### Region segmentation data
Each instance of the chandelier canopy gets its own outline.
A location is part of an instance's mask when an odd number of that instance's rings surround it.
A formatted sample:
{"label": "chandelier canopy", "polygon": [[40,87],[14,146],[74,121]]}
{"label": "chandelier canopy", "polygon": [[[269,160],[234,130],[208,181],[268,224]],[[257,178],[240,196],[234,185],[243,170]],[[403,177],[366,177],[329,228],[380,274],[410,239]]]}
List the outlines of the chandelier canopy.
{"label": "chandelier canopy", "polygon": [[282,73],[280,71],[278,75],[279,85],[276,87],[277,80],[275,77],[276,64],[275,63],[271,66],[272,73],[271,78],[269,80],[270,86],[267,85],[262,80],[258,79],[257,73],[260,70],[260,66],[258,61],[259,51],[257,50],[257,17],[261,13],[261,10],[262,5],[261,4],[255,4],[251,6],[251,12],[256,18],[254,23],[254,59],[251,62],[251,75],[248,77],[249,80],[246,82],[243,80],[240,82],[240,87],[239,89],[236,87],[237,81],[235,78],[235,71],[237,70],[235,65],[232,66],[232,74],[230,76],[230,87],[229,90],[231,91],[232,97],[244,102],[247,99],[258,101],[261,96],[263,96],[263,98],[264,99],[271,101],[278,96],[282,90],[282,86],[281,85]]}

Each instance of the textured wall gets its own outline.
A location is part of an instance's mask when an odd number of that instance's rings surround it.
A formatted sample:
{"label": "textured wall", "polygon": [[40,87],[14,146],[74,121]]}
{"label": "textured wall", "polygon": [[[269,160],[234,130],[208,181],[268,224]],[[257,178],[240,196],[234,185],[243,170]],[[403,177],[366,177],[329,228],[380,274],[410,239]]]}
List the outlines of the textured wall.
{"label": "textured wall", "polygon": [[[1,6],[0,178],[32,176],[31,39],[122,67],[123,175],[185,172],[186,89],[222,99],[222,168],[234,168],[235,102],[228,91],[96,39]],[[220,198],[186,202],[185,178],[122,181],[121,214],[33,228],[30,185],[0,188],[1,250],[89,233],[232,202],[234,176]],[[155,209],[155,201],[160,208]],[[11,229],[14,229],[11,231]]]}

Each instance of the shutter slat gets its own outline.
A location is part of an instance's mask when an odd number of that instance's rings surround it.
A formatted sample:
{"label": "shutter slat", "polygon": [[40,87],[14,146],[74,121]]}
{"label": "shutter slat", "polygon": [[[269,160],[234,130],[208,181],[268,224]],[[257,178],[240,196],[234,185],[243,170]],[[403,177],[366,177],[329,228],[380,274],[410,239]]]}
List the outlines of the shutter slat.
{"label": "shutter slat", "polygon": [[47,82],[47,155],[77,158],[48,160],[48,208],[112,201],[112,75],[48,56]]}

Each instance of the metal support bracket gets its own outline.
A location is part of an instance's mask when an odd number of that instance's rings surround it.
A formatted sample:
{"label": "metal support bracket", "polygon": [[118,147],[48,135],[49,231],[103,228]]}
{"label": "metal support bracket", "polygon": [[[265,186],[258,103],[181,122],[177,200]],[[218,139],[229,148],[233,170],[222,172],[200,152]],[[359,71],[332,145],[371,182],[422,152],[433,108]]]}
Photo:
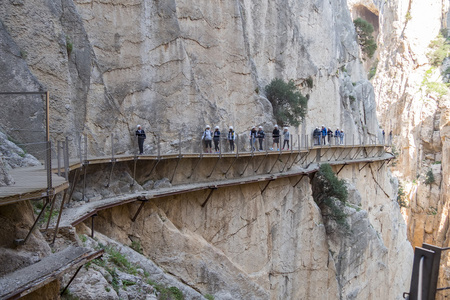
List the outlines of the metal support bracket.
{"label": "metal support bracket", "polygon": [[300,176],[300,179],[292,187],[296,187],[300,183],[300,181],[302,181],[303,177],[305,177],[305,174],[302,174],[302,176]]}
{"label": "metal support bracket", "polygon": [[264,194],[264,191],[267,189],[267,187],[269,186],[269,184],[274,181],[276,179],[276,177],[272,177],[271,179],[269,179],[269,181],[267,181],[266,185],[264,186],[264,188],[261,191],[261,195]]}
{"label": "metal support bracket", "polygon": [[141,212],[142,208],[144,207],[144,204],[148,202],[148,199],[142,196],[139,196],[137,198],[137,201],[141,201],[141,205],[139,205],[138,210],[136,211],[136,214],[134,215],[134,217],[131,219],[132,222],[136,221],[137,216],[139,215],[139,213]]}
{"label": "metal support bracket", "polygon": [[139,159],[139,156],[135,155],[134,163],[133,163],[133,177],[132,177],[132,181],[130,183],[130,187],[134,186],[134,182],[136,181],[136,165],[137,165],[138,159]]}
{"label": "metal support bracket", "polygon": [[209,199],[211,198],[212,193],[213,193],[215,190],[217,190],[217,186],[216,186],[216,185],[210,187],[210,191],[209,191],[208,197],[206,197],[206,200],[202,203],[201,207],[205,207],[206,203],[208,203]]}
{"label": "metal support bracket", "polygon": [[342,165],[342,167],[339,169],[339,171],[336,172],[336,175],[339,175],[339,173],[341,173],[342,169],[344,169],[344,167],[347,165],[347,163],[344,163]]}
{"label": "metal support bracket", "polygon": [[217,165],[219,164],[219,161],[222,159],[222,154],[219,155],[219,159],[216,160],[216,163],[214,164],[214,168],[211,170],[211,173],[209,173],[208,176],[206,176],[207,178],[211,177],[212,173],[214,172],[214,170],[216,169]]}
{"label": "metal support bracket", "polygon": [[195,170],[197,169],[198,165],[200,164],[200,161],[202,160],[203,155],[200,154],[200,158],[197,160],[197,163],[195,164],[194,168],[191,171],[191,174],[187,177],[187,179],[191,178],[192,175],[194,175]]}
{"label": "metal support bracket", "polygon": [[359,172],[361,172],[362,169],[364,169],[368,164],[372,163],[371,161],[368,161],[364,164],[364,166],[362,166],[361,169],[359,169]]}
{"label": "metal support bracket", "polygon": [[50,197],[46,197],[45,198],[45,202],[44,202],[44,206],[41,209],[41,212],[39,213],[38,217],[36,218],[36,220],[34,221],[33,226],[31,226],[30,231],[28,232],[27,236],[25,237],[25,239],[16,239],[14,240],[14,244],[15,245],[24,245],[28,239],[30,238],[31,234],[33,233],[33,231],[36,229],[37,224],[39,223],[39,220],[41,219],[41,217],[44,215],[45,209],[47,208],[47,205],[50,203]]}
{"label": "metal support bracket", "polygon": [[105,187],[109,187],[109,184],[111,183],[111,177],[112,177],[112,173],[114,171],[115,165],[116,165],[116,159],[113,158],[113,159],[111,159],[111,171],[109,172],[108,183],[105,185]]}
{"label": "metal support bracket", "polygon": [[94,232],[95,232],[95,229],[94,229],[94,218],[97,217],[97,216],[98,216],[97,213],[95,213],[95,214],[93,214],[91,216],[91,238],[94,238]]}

### Objective
Which lines above contain the word "gets"? Copy each of those lines in full.

### Result for this exercise
Each instance of the chandelier canopy gets its own outline.
Each instance of the textured wall gets its own outline.
Each instance of the shutter slat gets its own outline.
Each instance of the metal support bracket gets its own outline.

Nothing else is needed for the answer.